### Prompt
All entries should be printed precisely as written.

### Provided data
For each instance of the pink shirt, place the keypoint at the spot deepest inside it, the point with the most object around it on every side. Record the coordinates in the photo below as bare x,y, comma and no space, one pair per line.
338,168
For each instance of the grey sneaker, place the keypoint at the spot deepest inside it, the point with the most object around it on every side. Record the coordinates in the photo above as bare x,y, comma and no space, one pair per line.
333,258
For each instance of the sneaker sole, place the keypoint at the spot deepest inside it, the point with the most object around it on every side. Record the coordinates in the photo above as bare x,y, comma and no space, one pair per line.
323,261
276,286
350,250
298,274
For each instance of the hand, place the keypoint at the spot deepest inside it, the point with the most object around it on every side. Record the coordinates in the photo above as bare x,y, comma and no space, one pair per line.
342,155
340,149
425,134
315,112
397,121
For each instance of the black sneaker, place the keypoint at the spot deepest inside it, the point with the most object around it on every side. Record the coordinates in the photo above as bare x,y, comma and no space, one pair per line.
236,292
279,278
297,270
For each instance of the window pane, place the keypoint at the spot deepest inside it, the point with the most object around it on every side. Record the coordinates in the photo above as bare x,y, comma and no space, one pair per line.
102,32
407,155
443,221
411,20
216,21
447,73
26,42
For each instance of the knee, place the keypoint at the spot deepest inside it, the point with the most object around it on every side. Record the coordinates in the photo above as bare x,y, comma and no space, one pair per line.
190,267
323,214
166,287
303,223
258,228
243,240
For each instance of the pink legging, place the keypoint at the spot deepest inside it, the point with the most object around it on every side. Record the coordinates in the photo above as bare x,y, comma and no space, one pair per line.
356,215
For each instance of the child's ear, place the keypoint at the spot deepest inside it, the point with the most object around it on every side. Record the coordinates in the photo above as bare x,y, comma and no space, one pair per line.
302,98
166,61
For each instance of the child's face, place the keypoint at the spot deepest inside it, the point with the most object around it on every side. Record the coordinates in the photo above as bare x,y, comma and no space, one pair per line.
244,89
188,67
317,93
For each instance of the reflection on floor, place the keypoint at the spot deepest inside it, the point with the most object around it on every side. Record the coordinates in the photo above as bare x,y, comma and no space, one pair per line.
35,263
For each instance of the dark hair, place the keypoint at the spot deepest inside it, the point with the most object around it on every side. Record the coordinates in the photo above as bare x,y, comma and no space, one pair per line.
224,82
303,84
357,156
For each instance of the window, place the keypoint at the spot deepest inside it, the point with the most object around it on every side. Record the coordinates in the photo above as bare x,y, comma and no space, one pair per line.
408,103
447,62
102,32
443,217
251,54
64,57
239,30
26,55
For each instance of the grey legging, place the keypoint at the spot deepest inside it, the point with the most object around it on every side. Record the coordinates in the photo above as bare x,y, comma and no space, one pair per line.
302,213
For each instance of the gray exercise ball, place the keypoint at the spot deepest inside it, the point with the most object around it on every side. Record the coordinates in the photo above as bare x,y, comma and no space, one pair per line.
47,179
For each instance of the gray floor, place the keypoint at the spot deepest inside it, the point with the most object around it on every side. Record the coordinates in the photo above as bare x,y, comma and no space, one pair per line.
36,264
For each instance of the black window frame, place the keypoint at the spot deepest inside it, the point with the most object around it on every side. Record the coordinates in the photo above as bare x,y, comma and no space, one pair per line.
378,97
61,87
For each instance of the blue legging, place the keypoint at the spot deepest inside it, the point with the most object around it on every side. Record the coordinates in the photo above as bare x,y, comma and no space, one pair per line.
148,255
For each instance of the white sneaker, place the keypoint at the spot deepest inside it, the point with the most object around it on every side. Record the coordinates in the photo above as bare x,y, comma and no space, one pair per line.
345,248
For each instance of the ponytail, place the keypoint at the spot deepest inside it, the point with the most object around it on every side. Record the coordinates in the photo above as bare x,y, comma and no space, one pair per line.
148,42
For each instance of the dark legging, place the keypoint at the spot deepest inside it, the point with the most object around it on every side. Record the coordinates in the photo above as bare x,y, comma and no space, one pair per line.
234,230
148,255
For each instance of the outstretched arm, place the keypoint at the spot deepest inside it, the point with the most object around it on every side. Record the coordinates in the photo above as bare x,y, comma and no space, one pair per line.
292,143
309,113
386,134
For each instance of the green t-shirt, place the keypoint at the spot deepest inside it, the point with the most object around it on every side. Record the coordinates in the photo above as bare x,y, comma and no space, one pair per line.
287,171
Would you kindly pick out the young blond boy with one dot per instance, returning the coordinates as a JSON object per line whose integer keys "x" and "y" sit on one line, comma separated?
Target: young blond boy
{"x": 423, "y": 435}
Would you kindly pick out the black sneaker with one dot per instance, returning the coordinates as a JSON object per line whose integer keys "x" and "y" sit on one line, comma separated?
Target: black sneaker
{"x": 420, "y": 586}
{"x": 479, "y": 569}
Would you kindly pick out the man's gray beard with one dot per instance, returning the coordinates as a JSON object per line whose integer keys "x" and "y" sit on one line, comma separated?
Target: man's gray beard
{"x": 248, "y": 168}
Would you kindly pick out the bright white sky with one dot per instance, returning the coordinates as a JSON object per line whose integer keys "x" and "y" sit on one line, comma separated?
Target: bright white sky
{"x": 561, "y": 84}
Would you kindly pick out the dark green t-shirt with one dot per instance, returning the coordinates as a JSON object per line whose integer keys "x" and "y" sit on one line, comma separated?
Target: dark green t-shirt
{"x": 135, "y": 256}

### Solution below
For each instance of the pink shirt, place the keypoint at the spot deepest inside it, the point with the most object around it on every side. Record the coordinates in the photo below as bare x,y, comma and no space, one pair per line.
338,168
For each instance of the grey sneaker, place the keypoint at the spot deepest inside it, the point with the most object around it on every side. Record the coordinates in the photo above as bare x,y, comma and no space, one pair per line.
333,258
For each instance of the sneaker sole, place the keypoint at the spot deepest inside it, the point with the most object around it on every side. Record the coordinates in the photo above as bare x,y, comma and no space, one pair per line.
323,261
276,286
350,250
298,274
For each instance of the hand, place the keypoint at the spot deepest inside it, the point with the most object around it on every side. Record the coordinates in the photo above as bare x,y, comma and no space, one pair per line.
342,155
340,149
425,134
315,112
397,121
For each instance of the black sneaker, place the keypoint at the spot deepest inside it, the point with the most object around it on every side. Record the coordinates in the photo above as bare x,y, comma and no space, one pair per line.
236,292
279,278
297,270
For each instance of the window pane, place the keypoint at the spot deepest inside it, the point with the most object around it on every side. Record the coordinates in the photo above as bare x,y, comma and no space, one pair per line.
102,32
407,155
443,221
411,20
216,21
447,73
26,42
For each instance of the knee, place the keypoint at the spot deepest inside it, the point with the most object around it on every side. Record the coordinates in the photo above as bare x,y, comma and no space, one pair per line.
190,267
323,214
166,287
303,223
258,228
243,240
For each instance of the pink legging, place the keypoint at the spot deepest inside it, the point with the most object around it on every side. Record the coordinates in the photo above as bare x,y, comma and no space, one pair per line.
356,215
For each instance of the child's ear, place the keypoint at the spot deepest inside it, the point with the most object around it on every side. Record the coordinates in the photo above as bare x,y, comma and no space, one pair per line.
302,98
166,61
For each instance of the child's face, place the keypoint at the spot deepest inside it, the point with the most object around it on every side. Record the coordinates in the photo above as bare x,y, comma and no space, one pair per line.
244,89
188,67
317,93
For each instance of the reflection on floor, place the keypoint at the spot deepest inside it, the point with the most object around it on every side. Record the coordinates in the photo above as bare x,y, comma and no space, one pair per line.
35,263
For each instance of the dark hair, place the keypoint at the spot deepest inside it, the point with the most object around it on every side. Record the coordinates in the photo above as bare x,y, comma and no space, one pair per line.
224,82
303,84
357,156
For each instance of the window, place the keypoint at the spot deepest inside it, the point with the most object around it on every side. Record the coordinates in the photo above as bare x,y, comma and no space, one pair per line.
408,103
447,62
102,32
443,217
251,54
64,57
239,30
26,55
For each instance of the grey legging, place the keypoint at the spot deepest inside it, the point with the most object around it on every side. Record the coordinates in the photo above as bare x,y, comma and no space, one pair per line.
302,213
For each instance of the gray exercise ball, place the keypoint at the spot deepest inside it, the point with the most object around it on every side. Record the coordinates in the photo above as bare x,y, comma and no space, one pair per line.
47,179
For each instance of the gray floor, place the keypoint at the spot deepest inside it, the point with the most object around it on every side. Record the coordinates in the photo above as bare x,y, comma and no space, one pair per line.
36,264
For each instance of the black window frame, place the keypoint at the spot deepest inside it, the point with the most object around it on every side. Record the coordinates in the photo above as bare x,y, comma and no space, one pair per line.
378,97
61,87
For each instance of the blue legging, place the keypoint at the spot deepest inside it, the point with the most object around it on every side. Record the coordinates in the photo above as bare x,y, comma and no space, one pair per line.
148,255
For each instance of the white sneaker, place the keypoint at the spot deepest inside it, the point with the most object around it on every side. Record the coordinates in the photo above as bare x,y, comma and no space, one pair per line.
345,248
For each instance of the ponytail, place the keypoint at the spot deepest inside it, the point with the most object around it on every side. Record the coordinates in the photo above as bare x,y, comma and no space, one pair per line.
148,42
For each instance of the dark legging, place the keypoint at the spot deepest inside it, the point with the most object around it on every side. Record the coordinates in the photo above as bare x,y, comma and no space, one pair per line.
234,230
148,255
For each instance of the outstretched arm, place the keypoint at the spot deepest inside it, the point with the most object around it on every side. Record the coordinates in the photo above as bare x,y, comma and no space, one pair per line.
292,143
309,113
386,134
For each instance of the green t-shirt, place the keypoint at the spot deepest inside it, the point with the most object around it on every side. Record the coordinates in the photo above as bare x,y, comma and no space, one pair per line.
287,171
Would you kindly pick out the young blond boy with one dot per instance, returning the coordinates as a JSON object per line whose integer keys "x" and "y" sit on one line, comma separated?
Target: young blond boy
{"x": 423, "y": 435}
Would you kindly pick out the black sneaker with one dot per instance, returning the coordinates as a JSON object per line whose integer keys "x" and "y" sit on one line, comma separated?
Target: black sneaker
{"x": 420, "y": 586}
{"x": 479, "y": 569}
Would you kindly pick out the man's gray beard with one dot per instance, returning the coordinates as a JSON object per line whose integer keys "x" and "y" sit on one line, comma separated?
Target: man's gray beard
{"x": 248, "y": 168}
Would you kindly pick out the bright white sky with one dot per instance, returning the coordinates as a JSON object per line whose integer keys "x" and "y" sit on one line, comma separated?
Target: bright white sky
{"x": 561, "y": 84}
Would you kindly pick out the dark green t-shirt with one dot per instance, returning the coordinates as a JSON object per line whose integer keys "x" and "y" sit on one line, comma separated?
Target: dark green t-shirt
{"x": 135, "y": 256}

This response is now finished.